[Problem description]:
Write out the full set of records exactly. Any pictures in them do not belong in the copy.
— START OF Input material —
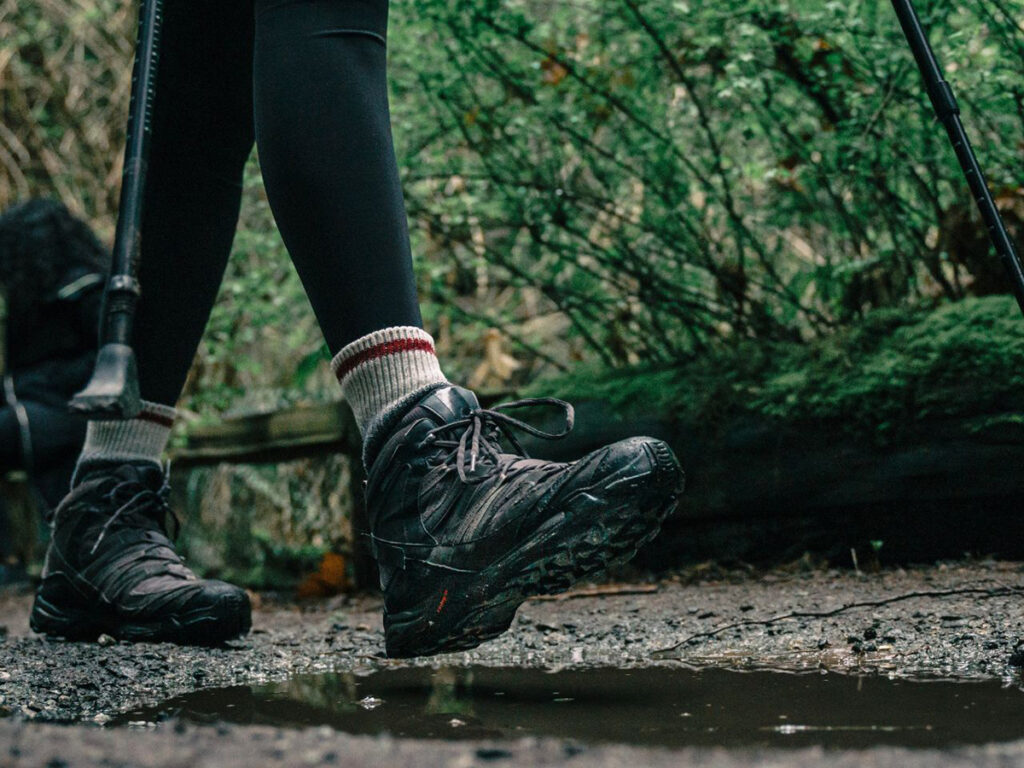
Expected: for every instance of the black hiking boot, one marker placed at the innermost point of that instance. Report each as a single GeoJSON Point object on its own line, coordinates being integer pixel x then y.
{"type": "Point", "coordinates": [112, 569]}
{"type": "Point", "coordinates": [464, 532]}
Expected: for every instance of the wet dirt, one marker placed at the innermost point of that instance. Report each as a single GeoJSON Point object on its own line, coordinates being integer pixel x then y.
{"type": "Point", "coordinates": [650, 708]}
{"type": "Point", "coordinates": [969, 638]}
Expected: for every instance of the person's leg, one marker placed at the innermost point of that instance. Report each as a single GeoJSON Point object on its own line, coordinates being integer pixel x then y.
{"type": "Point", "coordinates": [111, 566]}
{"type": "Point", "coordinates": [202, 136]}
{"type": "Point", "coordinates": [463, 530]}
{"type": "Point", "coordinates": [326, 152]}
{"type": "Point", "coordinates": [324, 133]}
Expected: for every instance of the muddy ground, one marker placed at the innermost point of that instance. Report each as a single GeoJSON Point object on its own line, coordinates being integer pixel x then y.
{"type": "Point", "coordinates": [970, 635]}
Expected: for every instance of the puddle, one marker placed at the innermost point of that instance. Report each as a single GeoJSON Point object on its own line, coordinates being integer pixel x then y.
{"type": "Point", "coordinates": [652, 707]}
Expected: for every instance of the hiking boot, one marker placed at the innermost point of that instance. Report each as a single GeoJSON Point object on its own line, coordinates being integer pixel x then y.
{"type": "Point", "coordinates": [463, 531]}
{"type": "Point", "coordinates": [112, 569]}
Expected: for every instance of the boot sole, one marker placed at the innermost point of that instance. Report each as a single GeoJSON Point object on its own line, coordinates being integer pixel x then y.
{"type": "Point", "coordinates": [589, 536]}
{"type": "Point", "coordinates": [227, 619]}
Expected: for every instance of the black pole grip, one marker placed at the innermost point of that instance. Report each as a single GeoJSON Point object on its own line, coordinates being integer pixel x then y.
{"type": "Point", "coordinates": [947, 111]}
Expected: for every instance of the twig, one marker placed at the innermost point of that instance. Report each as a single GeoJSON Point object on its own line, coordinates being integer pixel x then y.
{"type": "Point", "coordinates": [1001, 592]}
{"type": "Point", "coordinates": [604, 591]}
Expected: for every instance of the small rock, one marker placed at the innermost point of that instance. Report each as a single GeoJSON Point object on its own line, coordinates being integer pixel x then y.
{"type": "Point", "coordinates": [489, 753]}
{"type": "Point", "coordinates": [1017, 657]}
{"type": "Point", "coordinates": [370, 702]}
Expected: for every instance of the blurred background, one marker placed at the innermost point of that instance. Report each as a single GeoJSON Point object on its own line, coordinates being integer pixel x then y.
{"type": "Point", "coordinates": [735, 224]}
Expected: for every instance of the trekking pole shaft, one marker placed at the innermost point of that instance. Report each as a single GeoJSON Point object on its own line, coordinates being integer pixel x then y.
{"type": "Point", "coordinates": [123, 289]}
{"type": "Point", "coordinates": [113, 391]}
{"type": "Point", "coordinates": [947, 111]}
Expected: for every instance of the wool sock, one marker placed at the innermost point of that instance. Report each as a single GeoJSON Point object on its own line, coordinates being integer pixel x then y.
{"type": "Point", "coordinates": [140, 439]}
{"type": "Point", "coordinates": [382, 374]}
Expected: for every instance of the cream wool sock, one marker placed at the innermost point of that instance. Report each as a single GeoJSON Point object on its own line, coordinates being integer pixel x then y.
{"type": "Point", "coordinates": [138, 439]}
{"type": "Point", "coordinates": [383, 373]}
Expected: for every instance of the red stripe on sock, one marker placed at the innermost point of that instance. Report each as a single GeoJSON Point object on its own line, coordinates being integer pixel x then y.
{"type": "Point", "coordinates": [382, 350]}
{"type": "Point", "coordinates": [164, 421]}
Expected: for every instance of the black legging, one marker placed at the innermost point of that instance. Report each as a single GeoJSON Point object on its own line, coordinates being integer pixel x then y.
{"type": "Point", "coordinates": [312, 72]}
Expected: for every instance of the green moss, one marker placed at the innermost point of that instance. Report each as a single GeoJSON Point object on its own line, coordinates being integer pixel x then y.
{"type": "Point", "coordinates": [893, 370]}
— END OF Input material —
[Answer to the exercise]:
Expected: for every instance of the black hiking boot, one marker placed at the innermost point of that instance. Report each as a single GeoJSON Point object on its own line, coordinates being integer pixel x then y.
{"type": "Point", "coordinates": [112, 569]}
{"type": "Point", "coordinates": [464, 532]}
Expected: for every instance of the wet dirt, one marker placed at the innermost point of that instance. Report each as a single GeoJSON Point object on its own line, coordinates being integer pixel x then y.
{"type": "Point", "coordinates": [650, 708]}
{"type": "Point", "coordinates": [969, 638]}
Expected: for every instance of the person's leg, one marker placed at the innermost point of that instance. Report each as a single GeoJSON Point object on its own line, coordinates being integer pixel x then y.
{"type": "Point", "coordinates": [111, 566]}
{"type": "Point", "coordinates": [202, 136]}
{"type": "Point", "coordinates": [463, 530]}
{"type": "Point", "coordinates": [326, 152]}
{"type": "Point", "coordinates": [324, 133]}
Expected: for every instance of the muddy ground, one marker placed at the innermost point of that instance. Report each as a single GeoJSON Point object on its own line, coordinates being integer pixel x then y.
{"type": "Point", "coordinates": [970, 635]}
Expected: for every instance of the puddle, one marker placed at the innermost point of that instance. Report each as a single GeoJSON Point object on its own line, coordinates being integer pixel x then y.
{"type": "Point", "coordinates": [652, 707]}
Expected: for every instance of the hiking boot, one marker placed at the innermost point of that instance. Report each as a single GeoJSON Point object on its own line, coordinates being integer pixel x then y.
{"type": "Point", "coordinates": [463, 531]}
{"type": "Point", "coordinates": [112, 569]}
Expected: for every instance of the boot sole, one marker placed at the innermost point of that instance. Report each as a single GeoJSON Point object on its own line, coordinates being integer pixel x then y.
{"type": "Point", "coordinates": [589, 536]}
{"type": "Point", "coordinates": [227, 619]}
Expected: for every instance of the black pole grip, one marker placed at the innermost point of that instance. Report each as a single GeoJSON Point object on its own line, coordinates being integer pixel x then y.
{"type": "Point", "coordinates": [947, 111]}
Expected: for every instance of the twig, one marker placed at the innermost point of that instance. Report each as a single GeoJSON Point object on its own line, coordinates being integer pixel x then y.
{"type": "Point", "coordinates": [1001, 592]}
{"type": "Point", "coordinates": [604, 591]}
Expected: for every instance of the small rock, one marker placed at the innermost point of that instance. Report each as a single GeoJSON Point object on its own line, coordinates being integer pixel x then y.
{"type": "Point", "coordinates": [489, 753]}
{"type": "Point", "coordinates": [1017, 657]}
{"type": "Point", "coordinates": [370, 702]}
Expected: for every instance of the blurred background, one marker placed at the innermost point of that instance. Report each as a single GeoJSON Point object on its own line, coordinates being integer pixel x then y.
{"type": "Point", "coordinates": [735, 224]}
Expected: for every instance of the trekking pole shaft, one marker placed at the innermost point of that instance. Report each as a single GeoJSON Point object on its own line, coordinates being integer pixel x then y.
{"type": "Point", "coordinates": [123, 289]}
{"type": "Point", "coordinates": [113, 391]}
{"type": "Point", "coordinates": [947, 111]}
Expected: for every instance of the wool sock, one marker placed at the innermost point of that instance. Report each as a single GeoJSON Point object on its own line, coordinates being integer pixel x then y.
{"type": "Point", "coordinates": [140, 439]}
{"type": "Point", "coordinates": [382, 374]}
Expected: for every instance of the cream wool sock, one marker placed at the innermost point of that instance. Report each as a single GeoJSON Point object on its own line, coordinates being integer pixel x then y.
{"type": "Point", "coordinates": [138, 439]}
{"type": "Point", "coordinates": [383, 373]}
Expected: for every instance of the red stripe on sock, one marker placed at the innermost point of that instance. Report each as a single GeoJSON Point object on its own line, coordinates being integer pixel x then y.
{"type": "Point", "coordinates": [382, 350]}
{"type": "Point", "coordinates": [164, 421]}
Expected: for every instance of the black legging, one marker placed at the innermost point of that instance. Report each as a single GeoJSON Point object on its own line, coordinates being integer pixel x then y.
{"type": "Point", "coordinates": [312, 72]}
Expected: for every instance of the green moss, one marker placed at the innermost point of that instance. Report each as a single GeoJSON Point object on its own line, coordinates being integer pixel x then y.
{"type": "Point", "coordinates": [893, 370]}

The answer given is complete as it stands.